▸ DATA FOR THE TASK:

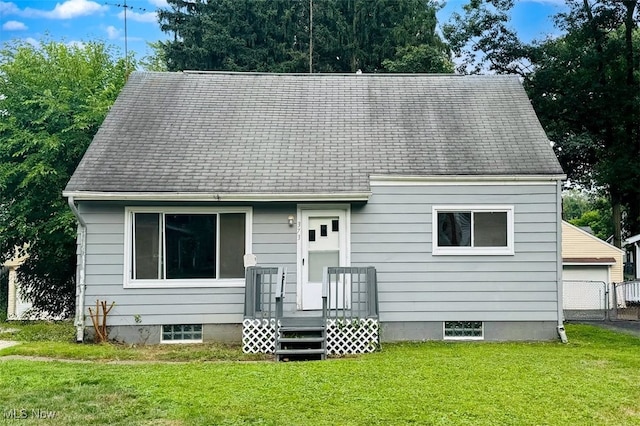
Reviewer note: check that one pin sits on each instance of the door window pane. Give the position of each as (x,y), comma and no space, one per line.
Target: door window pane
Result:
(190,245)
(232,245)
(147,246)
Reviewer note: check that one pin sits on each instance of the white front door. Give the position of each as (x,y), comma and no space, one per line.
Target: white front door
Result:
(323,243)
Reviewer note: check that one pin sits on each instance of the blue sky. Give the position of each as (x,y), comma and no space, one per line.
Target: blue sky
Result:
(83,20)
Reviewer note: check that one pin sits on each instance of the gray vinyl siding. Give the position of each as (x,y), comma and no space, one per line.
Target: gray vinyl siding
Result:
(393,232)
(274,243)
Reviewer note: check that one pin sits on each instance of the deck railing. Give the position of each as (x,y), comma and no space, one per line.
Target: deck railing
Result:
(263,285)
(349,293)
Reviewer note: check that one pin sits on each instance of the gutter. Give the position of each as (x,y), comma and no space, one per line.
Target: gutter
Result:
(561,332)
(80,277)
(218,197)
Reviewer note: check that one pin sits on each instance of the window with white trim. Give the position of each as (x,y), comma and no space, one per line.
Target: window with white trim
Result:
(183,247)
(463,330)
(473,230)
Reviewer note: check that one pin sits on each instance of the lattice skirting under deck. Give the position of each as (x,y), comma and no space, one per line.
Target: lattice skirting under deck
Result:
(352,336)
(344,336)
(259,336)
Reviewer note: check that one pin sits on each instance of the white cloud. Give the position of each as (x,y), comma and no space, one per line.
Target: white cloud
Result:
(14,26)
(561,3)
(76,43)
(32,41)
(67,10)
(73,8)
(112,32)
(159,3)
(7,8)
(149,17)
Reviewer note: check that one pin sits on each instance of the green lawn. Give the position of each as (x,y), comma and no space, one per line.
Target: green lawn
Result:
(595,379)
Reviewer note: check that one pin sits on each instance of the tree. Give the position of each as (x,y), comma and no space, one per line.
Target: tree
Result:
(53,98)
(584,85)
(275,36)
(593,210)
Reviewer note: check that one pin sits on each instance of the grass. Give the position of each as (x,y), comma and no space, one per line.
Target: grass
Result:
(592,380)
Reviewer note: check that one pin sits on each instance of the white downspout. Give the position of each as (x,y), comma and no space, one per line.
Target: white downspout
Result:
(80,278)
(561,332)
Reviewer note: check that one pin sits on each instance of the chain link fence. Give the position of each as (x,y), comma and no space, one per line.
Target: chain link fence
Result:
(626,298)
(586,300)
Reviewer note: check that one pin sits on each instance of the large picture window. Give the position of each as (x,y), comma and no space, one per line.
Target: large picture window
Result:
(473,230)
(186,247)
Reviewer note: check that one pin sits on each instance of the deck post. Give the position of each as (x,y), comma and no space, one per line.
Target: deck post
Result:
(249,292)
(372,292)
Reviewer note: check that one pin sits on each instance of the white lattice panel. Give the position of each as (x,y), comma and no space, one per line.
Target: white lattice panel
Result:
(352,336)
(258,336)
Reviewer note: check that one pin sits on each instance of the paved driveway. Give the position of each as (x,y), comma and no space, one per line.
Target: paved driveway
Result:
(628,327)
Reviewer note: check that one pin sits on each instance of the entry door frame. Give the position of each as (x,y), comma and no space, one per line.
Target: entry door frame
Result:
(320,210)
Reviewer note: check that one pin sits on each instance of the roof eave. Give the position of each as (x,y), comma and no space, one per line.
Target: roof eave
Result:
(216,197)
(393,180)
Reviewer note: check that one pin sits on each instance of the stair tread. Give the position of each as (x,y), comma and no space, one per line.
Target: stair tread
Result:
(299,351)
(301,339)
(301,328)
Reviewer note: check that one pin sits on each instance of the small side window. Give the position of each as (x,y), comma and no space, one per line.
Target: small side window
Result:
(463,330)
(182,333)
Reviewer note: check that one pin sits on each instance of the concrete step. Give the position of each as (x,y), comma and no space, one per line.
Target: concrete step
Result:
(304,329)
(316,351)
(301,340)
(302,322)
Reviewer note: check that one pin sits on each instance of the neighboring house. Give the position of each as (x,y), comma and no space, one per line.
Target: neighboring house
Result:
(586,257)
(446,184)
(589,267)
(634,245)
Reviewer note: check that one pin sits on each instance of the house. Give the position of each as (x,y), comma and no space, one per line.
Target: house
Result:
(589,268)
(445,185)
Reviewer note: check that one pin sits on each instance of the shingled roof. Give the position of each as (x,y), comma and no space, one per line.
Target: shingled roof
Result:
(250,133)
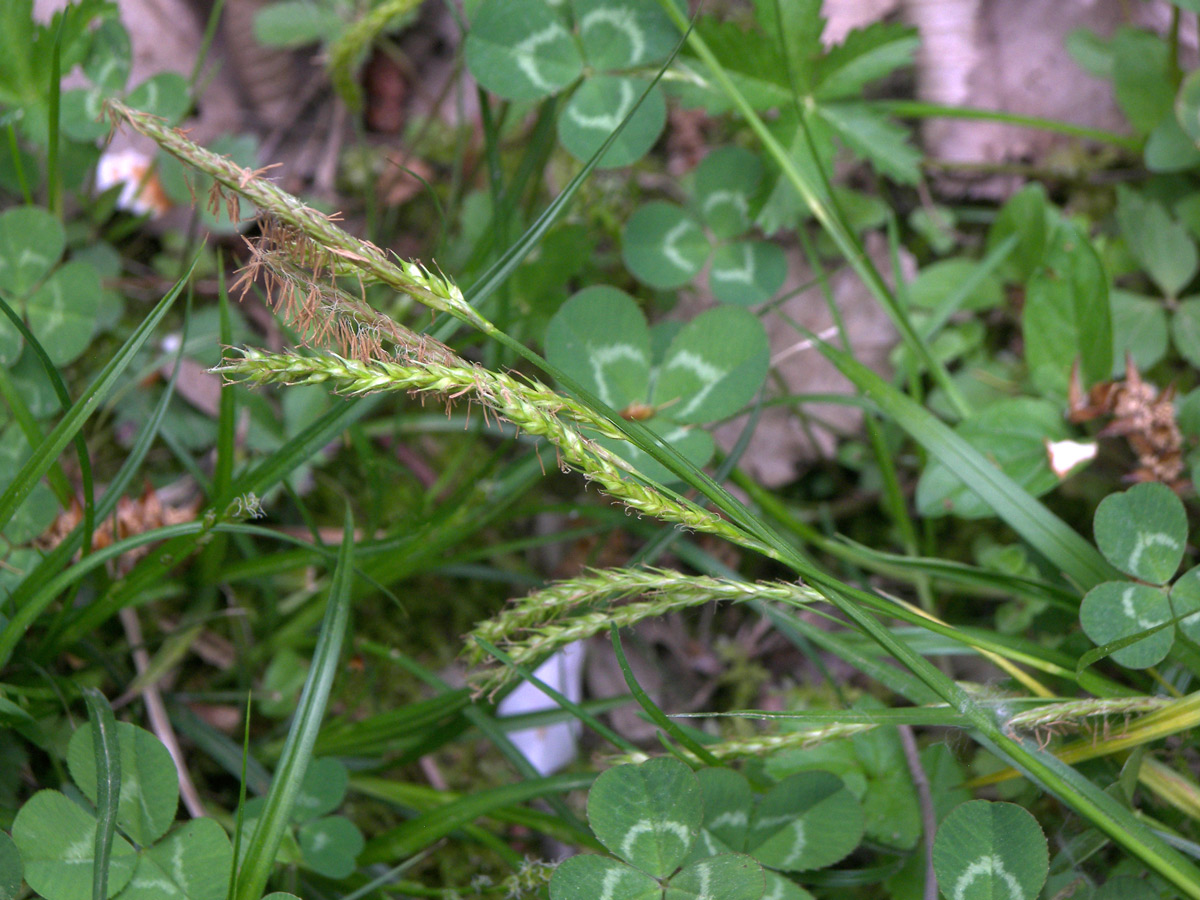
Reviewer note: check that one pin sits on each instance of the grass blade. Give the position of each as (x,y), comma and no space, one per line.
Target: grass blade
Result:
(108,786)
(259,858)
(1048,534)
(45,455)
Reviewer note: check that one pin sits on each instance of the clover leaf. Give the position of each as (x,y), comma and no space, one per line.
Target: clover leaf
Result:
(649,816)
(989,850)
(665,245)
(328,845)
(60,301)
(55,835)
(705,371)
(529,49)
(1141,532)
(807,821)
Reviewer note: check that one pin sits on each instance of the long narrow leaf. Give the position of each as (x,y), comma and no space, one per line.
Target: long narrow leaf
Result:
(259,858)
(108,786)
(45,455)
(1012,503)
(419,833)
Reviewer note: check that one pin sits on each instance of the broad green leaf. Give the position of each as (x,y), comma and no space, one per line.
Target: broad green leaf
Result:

▸ WHAT THE TASK REQUIRES:
Copy every record above exactly, leaving out the pictures.

▸ EXPECTED ANSWER:
Reviewer note: check that one pin sits on each instance of the door window pane. Give the position of each as (x,y), comma and no space, one per line.
Target: door window pane
Result:
(190,245)
(232,245)
(147,246)
Reviewer note: check that one pin sits on each instance of the white front door. Give the position of each as (x,y), comma and no space, one per line.
Target: white front door
Result:
(323,243)
Reviewer note: check that one pin sits on each instance of the blue sky. Give the position of each as (x,y), comma and no space, one per line.
Target: blue sky
Result:
(83,20)
Reviewer note: check that one pin sits on each instance of the gray vinyl siding. Give the position of each as (x,y), comma and no space, one per line.
Target: gray vinyl siding
Result:
(393,232)
(274,243)
Reviewer note: check that one pin sits on each instance of the deck railing. Give the position of each as (x,y), comma and no space, one per line.
Target: deck railing
Result:
(263,285)
(349,293)
Reviewer note: check that one pin sits on each instance of the gutter. Give the position of each as (x,y), comma and no space, one per line.
Target: gutter
Result:
(561,332)
(80,277)
(218,197)
Reviewer note: check that one pin sits on each instance of the window with white trim. Give the position of each as (x,y), comma and no space, one per line.
Target: window with white trim
Result:
(183,247)
(463,330)
(473,230)
Reviewer note: check that one pin sits on each instance of the lattice skirting under deck. Give the position of each as (x,y), comma and no space, one per line.
Target: lattice skirting under deck
Result:
(352,336)
(344,336)
(259,336)
Reviewer note: check that one pin sits on each instance of the white cloud. Give the position of each as (x,y), comma and no space, one per line.
Target: white cloud
Result:
(14,26)
(561,3)
(76,43)
(32,41)
(67,10)
(73,8)
(112,32)
(159,3)
(7,8)
(149,17)
Reviewer note: check that one pin sits on each instance of the green lawn. Give the position of each as (x,y), comma and no space, one per line.
Target: green lawn
Result:
(595,379)
Reviewer note: check that one pin sits on each instance of the tree. Give the position of each as (x,y), comma and no space, one per line.
Target: tree
Result:
(53,98)
(584,85)
(275,36)
(593,210)
Reviewer note: check that one pin sits on each instance of the grass. Give the position of each as (x,y), comma and no space, one per line.
Target: grass
Result:
(592,380)
Reviewer note: check that one pin sits on each instance of the white downspout. Give the position of each as (x,y), comma and no space, one per line.
Target: white downspout
Result:
(80,278)
(561,332)
Reviewer note: check that one pin sits on each instance of the chain link fence. Give the position of each as (x,y), comma and no space, one per line.
Target: chain link fence
Result:
(626,298)
(586,300)
Reviewer note: check that one pin sits on each instance of the large picture window. Give the position of each as (x,y), comma and no space, one per line.
Target: large picture window
Result:
(473,230)
(186,247)
Reviewer note: check that one pin sits on each instance of the deck post. Give the position of each as (x,y), comma and no space, one per line.
Target: deck post
Result:
(249,292)
(372,292)
Reviewer note: check that one pin sits on each instance of the white lattice panel. Give the position of each as (x,y), comma and no space, one per line.
Target: white lattice panel
Result:
(352,336)
(258,336)
Reviewer note: check that one pin sits on each instance of the paved driveway. Give the position of each as (x,y), comma and no space, one per line.
Target: paved driveway
Result:
(628,327)
Reviewer note: check that one pin sits on each instance of the entry door frame. Give the position of each as (x,y), comma and no space, one per line.
Target: entry door frame
Result:
(320,210)
Reviewer note: check that one pin sits on each instance of the roof eave. Give the position of each as (x,y), comma and no space, one per line.
Target: roof eave
Result:
(216,197)
(393,180)
Reviewer note: check that one pin sits on each instance of the stair tread. Give the position of each as (x,y), comma and no space, one per line.
Target: stair tread
Result:
(299,351)
(301,339)
(301,328)
Reviewer note: check that one pin sits on each instance of the small side window. Give the position of each as (x,y), comma and no space, one per line.
Target: small side window
Result:
(463,330)
(182,333)
Reviewer note: check that one pin sits on each instance of the concrete step. Give the position of each as (x,y), comma and no space, one per line.
Target: concrete step
Result:
(304,329)
(316,351)
(301,340)
(302,322)
Reviewer note: check that one pin sits on each instance of the neighboring house. Give the position of each as (x,y), comma and no space, one per line.
Target: neighboring house
Result:
(586,257)
(446,184)
(589,267)
(634,245)
Reviewer note: check that one pin sits on each instance of the house. Give the position of each as (x,y), comma and no space, one per line.
Target: house
Result:
(589,268)
(445,185)
Reviewer note: check that one pin sits on each instance of the shingled roof. Give the position of each as (x,y), comma and no space, one per line.
Target: shingled roof
Result:
(250,133)
Reviewer note: check that one pin sits on each instance of the grass blade. Give the position of each as (x,y), comma and no space, one per line.
Target: grass blade
Result:
(108,786)
(259,858)
(1048,534)
(45,455)
Reviewer note: check that one pin sits on each instance of the clover leaf. Give the position of each as (x,y), comma and no space, one per line.
Target: clover leaf
Result:
(649,816)
(989,850)
(665,245)
(328,845)
(60,301)
(55,835)
(705,371)
(529,49)
(1141,532)
(807,821)
Reviewer note: check that one pin sits on each instance of the long narrow leaf. Give the position of each as (x,y), comma and no space, one per line.
Target: long narrow leaf
Result:
(259,858)
(108,786)
(45,455)
(1012,503)
(419,833)
Reviewer note: check that one pin sits on each instance of the broad green leaf. Give the position of each as (x,y), comma and no space, one per line.
Target: broad green leaf
Result:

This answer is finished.